# ASSIGNMENT
Would you output all the data exactly as it stands?
(Beginning of STUDY MATERIAL)
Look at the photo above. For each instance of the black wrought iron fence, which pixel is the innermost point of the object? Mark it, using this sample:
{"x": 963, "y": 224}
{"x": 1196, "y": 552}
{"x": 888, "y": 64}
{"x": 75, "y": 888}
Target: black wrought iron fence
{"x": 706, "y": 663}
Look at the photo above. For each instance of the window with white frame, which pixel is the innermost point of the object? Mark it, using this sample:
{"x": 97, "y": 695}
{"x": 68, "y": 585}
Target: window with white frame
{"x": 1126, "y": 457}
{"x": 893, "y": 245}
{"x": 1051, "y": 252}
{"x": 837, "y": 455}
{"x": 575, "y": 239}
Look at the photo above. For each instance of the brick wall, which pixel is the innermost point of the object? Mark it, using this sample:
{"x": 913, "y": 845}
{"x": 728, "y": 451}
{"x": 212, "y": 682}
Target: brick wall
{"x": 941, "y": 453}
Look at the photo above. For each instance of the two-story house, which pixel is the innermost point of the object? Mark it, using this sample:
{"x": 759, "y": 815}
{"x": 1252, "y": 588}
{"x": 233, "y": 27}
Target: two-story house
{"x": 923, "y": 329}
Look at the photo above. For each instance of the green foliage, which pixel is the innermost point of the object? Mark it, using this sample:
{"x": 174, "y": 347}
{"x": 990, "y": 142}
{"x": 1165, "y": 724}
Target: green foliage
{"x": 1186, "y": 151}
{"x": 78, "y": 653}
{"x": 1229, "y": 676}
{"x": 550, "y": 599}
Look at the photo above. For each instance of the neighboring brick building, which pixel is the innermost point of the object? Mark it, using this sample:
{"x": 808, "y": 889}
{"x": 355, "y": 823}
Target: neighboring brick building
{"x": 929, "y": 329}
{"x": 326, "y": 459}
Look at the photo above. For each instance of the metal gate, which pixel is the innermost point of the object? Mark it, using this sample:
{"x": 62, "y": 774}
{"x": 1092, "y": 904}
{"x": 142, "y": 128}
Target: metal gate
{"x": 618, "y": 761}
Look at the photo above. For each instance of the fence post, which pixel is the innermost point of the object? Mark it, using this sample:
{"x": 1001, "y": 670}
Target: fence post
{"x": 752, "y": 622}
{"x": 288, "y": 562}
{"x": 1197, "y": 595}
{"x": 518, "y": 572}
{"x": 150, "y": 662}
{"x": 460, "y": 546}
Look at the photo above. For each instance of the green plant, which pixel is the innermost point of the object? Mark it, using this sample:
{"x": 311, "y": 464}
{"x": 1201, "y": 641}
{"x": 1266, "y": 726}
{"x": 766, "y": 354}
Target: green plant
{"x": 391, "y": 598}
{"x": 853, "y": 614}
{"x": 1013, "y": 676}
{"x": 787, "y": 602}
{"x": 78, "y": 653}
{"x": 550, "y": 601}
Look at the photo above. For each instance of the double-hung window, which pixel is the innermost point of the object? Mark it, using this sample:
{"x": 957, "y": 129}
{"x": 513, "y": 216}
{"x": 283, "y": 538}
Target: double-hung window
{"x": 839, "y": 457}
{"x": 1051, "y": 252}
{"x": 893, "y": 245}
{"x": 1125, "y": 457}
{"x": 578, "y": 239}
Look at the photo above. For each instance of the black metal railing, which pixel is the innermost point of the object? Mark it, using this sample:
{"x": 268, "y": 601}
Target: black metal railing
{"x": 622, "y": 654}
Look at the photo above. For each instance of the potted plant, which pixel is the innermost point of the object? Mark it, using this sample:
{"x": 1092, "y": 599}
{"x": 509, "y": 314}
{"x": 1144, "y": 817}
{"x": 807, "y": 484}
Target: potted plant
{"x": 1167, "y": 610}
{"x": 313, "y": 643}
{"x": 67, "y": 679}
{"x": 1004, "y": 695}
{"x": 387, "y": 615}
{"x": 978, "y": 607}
(End of STUDY MATERIAL)
# RESPONSE BELOW
Look at the photo above. For each instance of the black wrought iron fence, which pixel is the innermost point of the object? Mark it, using this sample:
{"x": 963, "y": 224}
{"x": 1196, "y": 552}
{"x": 888, "y": 64}
{"x": 75, "y": 888}
Target: black wrought iron fence
{"x": 706, "y": 663}
Look at the photo above. For each instance of the window with white frame, which pixel is the innermost point of the object? Mark it, using this sample:
{"x": 97, "y": 695}
{"x": 68, "y": 585}
Target: window with white frame
{"x": 1126, "y": 457}
{"x": 893, "y": 245}
{"x": 1051, "y": 252}
{"x": 837, "y": 455}
{"x": 575, "y": 239}
Look at the photo above. For each instance of the brick wall, which pixel is the innermost point of the object? Mark it, using this sample:
{"x": 913, "y": 845}
{"x": 728, "y": 451}
{"x": 212, "y": 682}
Target: brick wall
{"x": 941, "y": 453}
Look at the photo above. For each instance of the two-story house, which pixel is the innermost point of the object? Mark it, using this sample:
{"x": 759, "y": 815}
{"x": 1252, "y": 588}
{"x": 233, "y": 27}
Target: two-story house
{"x": 923, "y": 329}
Look at the photo above. For each instance of the green foliage, which pixel is the innermost point of the object? Mark it, using this sample:
{"x": 174, "y": 347}
{"x": 990, "y": 142}
{"x": 1165, "y": 724}
Target: green foliage
{"x": 1186, "y": 151}
{"x": 78, "y": 653}
{"x": 1229, "y": 676}
{"x": 550, "y": 599}
Look at the photo above. For each instance of the neighboring brick building, which pixel is the innermost point of the object? Mark it, using this sample:
{"x": 808, "y": 889}
{"x": 355, "y": 823}
Target: neighboring brick building
{"x": 929, "y": 329}
{"x": 326, "y": 459}
Look at the photo above. For each instance of the metal gate, which pixel is the innermost point of the object? Mark it, using this sample:
{"x": 62, "y": 774}
{"x": 1092, "y": 904}
{"x": 142, "y": 128}
Target: metal gate
{"x": 618, "y": 761}
Look at the photo above. For each instance of the fence post, which pixel is the innermost point of the object? Mark it, using this sample:
{"x": 1001, "y": 670}
Target: fence post
{"x": 752, "y": 622}
{"x": 288, "y": 562}
{"x": 1197, "y": 595}
{"x": 518, "y": 572}
{"x": 150, "y": 662}
{"x": 460, "y": 546}
Look at the photo above. For each instance of the green plant, which pixel is the innermost point of the object? Mark it, using this sample:
{"x": 311, "y": 464}
{"x": 1201, "y": 641}
{"x": 1266, "y": 726}
{"x": 766, "y": 354}
Target: green plant
{"x": 391, "y": 598}
{"x": 853, "y": 614}
{"x": 1013, "y": 676}
{"x": 787, "y": 602}
{"x": 78, "y": 653}
{"x": 550, "y": 601}
Look at the photo above. For each instance of the double-hung window, which pixel is the innermost point of the object? Mark it, using this sample:
{"x": 957, "y": 129}
{"x": 513, "y": 216}
{"x": 283, "y": 538}
Target: double-hung window
{"x": 839, "y": 457}
{"x": 1051, "y": 252}
{"x": 893, "y": 245}
{"x": 1125, "y": 457}
{"x": 578, "y": 239}
Look at the photo above. For each instance of the black metal railing, which pixel is the innermost point of the object? Mark it, using this sample:
{"x": 268, "y": 601}
Target: black metal railing
{"x": 622, "y": 654}
Look at the photo above. For each instance of the potted plant, which pixel is the innermost point of the object? Mark it, using this sample:
{"x": 1092, "y": 599}
{"x": 509, "y": 314}
{"x": 1144, "y": 817}
{"x": 807, "y": 484}
Target: potted plant
{"x": 1167, "y": 610}
{"x": 313, "y": 643}
{"x": 67, "y": 679}
{"x": 1004, "y": 695}
{"x": 387, "y": 615}
{"x": 978, "y": 607}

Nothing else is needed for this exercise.